▶ _WORK TO BE COMPLETED_:
Pick out every line in the items below that contains the string "beak", and copy each of those lines.

Records:
+===+

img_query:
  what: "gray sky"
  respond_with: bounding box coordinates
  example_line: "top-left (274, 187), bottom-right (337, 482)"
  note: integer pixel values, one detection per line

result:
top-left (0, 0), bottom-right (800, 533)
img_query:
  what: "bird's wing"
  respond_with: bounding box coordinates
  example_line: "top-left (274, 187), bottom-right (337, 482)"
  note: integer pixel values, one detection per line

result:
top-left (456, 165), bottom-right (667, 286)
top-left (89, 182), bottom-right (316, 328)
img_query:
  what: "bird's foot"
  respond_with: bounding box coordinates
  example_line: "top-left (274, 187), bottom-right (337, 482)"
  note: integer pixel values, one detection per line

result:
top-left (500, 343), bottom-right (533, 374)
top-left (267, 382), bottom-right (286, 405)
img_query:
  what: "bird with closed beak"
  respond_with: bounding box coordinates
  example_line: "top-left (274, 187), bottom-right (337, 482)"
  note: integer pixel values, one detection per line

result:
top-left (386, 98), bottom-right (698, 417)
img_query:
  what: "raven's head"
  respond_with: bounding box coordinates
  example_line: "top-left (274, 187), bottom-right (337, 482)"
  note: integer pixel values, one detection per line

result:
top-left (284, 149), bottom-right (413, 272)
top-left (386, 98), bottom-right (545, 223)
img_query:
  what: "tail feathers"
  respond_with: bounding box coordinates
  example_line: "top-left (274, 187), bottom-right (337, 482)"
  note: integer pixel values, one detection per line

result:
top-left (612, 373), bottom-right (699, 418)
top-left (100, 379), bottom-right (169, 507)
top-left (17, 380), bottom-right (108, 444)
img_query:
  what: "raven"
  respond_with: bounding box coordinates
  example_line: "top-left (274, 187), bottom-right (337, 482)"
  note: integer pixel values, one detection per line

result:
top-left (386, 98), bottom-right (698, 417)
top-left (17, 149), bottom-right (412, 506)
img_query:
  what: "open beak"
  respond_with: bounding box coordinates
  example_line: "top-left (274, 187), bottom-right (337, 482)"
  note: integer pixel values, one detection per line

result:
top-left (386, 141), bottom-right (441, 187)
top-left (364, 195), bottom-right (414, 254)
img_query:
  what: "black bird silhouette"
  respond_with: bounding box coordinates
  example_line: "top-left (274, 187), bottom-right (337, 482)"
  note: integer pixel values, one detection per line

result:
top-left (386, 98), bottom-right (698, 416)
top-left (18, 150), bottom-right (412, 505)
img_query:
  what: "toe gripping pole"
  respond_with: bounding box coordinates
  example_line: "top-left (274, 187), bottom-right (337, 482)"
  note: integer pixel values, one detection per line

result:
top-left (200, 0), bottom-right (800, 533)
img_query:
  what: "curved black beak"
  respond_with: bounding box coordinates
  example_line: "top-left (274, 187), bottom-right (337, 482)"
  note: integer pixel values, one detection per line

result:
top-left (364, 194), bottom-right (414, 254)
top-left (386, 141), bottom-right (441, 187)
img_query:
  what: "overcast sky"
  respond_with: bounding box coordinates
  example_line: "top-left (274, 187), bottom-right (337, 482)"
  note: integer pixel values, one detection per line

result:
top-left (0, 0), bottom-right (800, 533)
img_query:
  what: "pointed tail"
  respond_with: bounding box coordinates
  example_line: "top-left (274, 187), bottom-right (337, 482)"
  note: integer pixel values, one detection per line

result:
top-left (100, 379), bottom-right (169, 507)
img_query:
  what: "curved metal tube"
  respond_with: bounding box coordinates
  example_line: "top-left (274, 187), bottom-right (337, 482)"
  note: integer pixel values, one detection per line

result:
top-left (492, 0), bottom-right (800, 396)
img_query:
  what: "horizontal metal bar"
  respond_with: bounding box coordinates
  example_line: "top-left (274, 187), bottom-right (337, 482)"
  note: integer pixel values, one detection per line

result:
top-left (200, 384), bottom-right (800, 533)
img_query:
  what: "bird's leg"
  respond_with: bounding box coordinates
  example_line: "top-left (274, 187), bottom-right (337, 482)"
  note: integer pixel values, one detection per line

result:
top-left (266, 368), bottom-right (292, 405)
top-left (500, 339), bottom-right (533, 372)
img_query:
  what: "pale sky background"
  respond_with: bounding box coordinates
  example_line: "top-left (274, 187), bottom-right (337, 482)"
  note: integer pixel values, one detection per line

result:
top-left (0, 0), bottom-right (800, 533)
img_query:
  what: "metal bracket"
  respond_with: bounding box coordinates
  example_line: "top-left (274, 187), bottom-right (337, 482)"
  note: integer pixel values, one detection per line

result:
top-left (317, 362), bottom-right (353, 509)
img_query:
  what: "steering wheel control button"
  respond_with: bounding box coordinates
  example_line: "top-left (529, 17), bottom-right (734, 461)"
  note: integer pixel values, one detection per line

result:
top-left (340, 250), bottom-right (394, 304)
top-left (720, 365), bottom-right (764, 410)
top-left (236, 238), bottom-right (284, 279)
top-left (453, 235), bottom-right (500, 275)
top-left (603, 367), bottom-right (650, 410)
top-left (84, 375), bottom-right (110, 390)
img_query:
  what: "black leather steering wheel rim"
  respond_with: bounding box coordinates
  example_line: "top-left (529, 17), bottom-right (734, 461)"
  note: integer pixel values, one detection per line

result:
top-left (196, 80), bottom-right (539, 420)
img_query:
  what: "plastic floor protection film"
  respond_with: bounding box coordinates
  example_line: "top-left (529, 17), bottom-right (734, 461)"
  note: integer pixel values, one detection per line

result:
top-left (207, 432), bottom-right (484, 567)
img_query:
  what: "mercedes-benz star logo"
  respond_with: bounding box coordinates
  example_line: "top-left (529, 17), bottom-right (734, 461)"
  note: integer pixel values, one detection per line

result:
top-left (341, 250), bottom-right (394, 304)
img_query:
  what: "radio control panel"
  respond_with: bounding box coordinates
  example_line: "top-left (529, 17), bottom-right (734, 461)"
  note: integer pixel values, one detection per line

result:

+===+

▶ _ANSWER FOR THIS EXERCISE_:
  what: "bird with closed beak"
  what: "open beak"
  what: "curved black beak"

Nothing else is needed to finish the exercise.